== CONSIGNE A ==
Comptez les lignes des rangées qui contiennent la chaîne "number", en tenant compte de la casse. Donnez seulement ce nombre.

== TEXTE ==
● ● ● ● ● ● ●

Intervention de Pierre Sellal

Réunion du 8 janvier 2014 à 10h00
Commission des affaires étrangères

Pierre Sellal, Secrétaire général du ministère des affaires étrangères :

Notre expérience en matière de politique des visas a montré que nous devons utiliser chacun de nos moyens d'action au service d'objectifs plus larges : développement des échanges économiques, attractivité, promotion du tourisme. Pendant longtemps, la politique des visas a été conçue en fonction d'un objectif principal, voire exclusif : le contrôle de l'accès au territoire au nom de la sécurité et de la maîtrise des flux migratoires. Mais nous nous sommes rendu compte que cette politique – c'est-à-dire la manière dont nous accueillons les demandeurs, la rapidité avec laquelle nous leur délivrons un visa, les facilités plus ou moins grandes que nous leur accordons pour voyager – constitue un instrument d'attractivité très efficace. Lorsque nous sommes performants, nous attirons en France des touristes, des hommes d'affaires et des investisseurs. Lorsque nous le sommes moins que d'autres, nous perdons des parts de marché, notamment au bénéfice de nos partenaires Schengen. C'est d'ailleurs un domaine dans lequel le benchmarking est essentiel. Nous avons repensé notre politique des visas avec le ministère de l'intérieur. Nous considérons désormais qu'elle doit servir deux objectifs à parts égales : la sécurité et l'attractivité. Nous avons ainsi ajouté un instrument à notre panoplie.

Le cas de la Chine a été le plus flagrant. Au nom de l'objectif prioritaire de sécurité et des contrôles en résultant, nous avions fini par détourner le flux des demandeurs de visas à nos dépens et au profit des autres membres de l'espace Schengen, notamment de l'Allemagne, en particulier à Shanghai. En conséquence, le nombre de voyageurs chinois a immédiatement diminué sur Air France et augmenté sur Lufthansa, de même que le nombre de touristes chinois a baissé en France et crû en Allemagne. Aujourd'hui, nous avons rétabli la situation et nous délivrons les visas plus rapidement que nos partenaires en Chine, ce qui nous confère un avantage comparatif. Cet exemple illustre bien le nouvel état d'esprit qu'il convient d'adopter et les moyens concrets à mettre en oeuvre pour renforcer notre attractivité.

● ● ● ● ● ● ●

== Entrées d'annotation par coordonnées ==
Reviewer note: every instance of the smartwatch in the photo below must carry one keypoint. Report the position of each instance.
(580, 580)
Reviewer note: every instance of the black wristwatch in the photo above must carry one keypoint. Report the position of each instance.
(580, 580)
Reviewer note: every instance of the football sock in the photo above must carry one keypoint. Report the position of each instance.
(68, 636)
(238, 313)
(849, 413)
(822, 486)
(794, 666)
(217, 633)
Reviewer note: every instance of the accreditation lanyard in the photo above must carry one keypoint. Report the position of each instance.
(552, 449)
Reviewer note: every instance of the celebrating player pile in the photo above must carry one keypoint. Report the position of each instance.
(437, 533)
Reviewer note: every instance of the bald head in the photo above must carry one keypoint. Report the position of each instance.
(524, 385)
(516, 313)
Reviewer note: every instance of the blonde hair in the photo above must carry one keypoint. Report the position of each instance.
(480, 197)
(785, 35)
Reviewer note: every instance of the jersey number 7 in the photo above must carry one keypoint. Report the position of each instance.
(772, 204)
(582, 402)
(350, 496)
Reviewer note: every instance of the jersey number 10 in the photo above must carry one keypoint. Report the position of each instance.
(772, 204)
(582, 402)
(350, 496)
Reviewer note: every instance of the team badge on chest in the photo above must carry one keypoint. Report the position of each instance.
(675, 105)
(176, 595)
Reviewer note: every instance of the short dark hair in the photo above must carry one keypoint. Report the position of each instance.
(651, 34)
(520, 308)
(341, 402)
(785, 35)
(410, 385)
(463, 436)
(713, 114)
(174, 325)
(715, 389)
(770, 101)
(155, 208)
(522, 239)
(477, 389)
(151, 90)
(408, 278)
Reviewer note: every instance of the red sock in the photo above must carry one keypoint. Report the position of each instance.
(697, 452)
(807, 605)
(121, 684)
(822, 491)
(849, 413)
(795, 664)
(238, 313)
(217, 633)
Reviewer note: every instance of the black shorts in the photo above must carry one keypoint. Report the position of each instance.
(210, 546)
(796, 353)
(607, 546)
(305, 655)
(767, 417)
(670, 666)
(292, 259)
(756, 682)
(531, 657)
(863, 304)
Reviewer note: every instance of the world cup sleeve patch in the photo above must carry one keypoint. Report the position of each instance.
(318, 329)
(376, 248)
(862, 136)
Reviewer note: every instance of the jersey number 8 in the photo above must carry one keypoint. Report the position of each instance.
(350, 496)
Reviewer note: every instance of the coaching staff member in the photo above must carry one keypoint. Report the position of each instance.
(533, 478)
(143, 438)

● ● ● ● ● ● ●

== CONSIGNE B ==
D'après l'intervention sur la politique des visas, quels sont les deux objectifs que cette politique doit désormais servir à parts égales ?

== RÉPONSE ATTENDUE A ==
3

== RÉPONSE ATTENDUE B ==
La sécurité et l'attractivité.